■ **Records to process**
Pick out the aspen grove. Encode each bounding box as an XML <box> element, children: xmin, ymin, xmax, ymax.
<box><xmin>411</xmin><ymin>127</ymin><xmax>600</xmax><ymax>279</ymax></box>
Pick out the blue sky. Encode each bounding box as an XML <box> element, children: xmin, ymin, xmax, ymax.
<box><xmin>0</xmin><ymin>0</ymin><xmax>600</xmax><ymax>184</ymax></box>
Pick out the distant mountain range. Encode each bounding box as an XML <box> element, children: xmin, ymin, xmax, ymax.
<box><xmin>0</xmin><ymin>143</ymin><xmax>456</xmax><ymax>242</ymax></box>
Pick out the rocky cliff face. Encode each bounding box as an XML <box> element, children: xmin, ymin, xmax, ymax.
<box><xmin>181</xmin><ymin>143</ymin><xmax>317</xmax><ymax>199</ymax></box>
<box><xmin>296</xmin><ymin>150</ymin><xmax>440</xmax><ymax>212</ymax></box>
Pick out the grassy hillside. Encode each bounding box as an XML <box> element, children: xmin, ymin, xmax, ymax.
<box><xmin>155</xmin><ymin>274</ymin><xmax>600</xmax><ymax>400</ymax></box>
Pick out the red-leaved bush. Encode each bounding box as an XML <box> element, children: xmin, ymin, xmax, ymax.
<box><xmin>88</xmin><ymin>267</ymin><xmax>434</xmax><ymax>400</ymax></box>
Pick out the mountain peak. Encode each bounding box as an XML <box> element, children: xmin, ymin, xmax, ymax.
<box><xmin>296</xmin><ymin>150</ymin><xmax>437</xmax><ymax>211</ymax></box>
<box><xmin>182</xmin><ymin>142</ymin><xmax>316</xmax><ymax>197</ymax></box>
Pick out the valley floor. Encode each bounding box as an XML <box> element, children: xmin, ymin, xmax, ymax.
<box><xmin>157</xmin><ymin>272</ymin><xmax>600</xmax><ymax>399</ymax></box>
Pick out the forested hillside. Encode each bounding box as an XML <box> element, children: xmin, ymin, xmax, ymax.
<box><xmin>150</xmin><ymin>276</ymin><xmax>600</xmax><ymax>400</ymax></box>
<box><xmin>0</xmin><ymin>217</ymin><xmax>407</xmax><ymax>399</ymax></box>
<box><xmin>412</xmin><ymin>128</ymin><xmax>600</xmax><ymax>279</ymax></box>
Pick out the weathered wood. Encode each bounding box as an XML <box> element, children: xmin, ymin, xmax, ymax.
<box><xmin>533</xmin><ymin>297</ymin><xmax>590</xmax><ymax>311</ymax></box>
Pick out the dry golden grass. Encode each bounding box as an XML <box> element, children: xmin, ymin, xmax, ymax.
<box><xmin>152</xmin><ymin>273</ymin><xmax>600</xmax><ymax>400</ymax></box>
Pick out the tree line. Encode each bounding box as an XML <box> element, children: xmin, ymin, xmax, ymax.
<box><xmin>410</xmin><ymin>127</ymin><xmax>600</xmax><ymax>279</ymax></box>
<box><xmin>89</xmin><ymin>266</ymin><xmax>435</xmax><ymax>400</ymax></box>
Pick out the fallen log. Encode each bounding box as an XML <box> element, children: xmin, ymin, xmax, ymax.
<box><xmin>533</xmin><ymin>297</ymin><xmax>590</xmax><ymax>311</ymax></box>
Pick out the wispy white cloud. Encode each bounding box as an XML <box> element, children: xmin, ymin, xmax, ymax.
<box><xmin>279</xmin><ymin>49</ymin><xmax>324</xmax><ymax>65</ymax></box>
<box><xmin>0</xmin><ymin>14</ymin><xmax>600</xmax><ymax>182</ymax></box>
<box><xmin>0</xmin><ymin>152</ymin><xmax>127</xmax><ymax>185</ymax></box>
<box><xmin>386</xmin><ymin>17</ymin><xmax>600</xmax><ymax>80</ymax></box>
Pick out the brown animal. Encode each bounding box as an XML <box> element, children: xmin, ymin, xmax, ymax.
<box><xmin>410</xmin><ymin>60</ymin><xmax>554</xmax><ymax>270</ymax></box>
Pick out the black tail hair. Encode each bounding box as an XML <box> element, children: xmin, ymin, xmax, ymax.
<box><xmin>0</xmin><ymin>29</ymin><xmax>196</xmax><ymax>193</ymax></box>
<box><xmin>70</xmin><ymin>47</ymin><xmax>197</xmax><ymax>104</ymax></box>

■ **Exercise instructions**
Which lines above contain the string "mountain"? Gather every one of them, treating uppercase and lowercase as different.

■ **Problem solution**
Pick out the distant mountain range. Encode each bounding box as an XML <box> element, children: xmin, ymin, xmax, ymax.
Pick out the mountain peak. Encode each bounding box as an XML <box> element, children: xmin, ymin, xmax, ymax.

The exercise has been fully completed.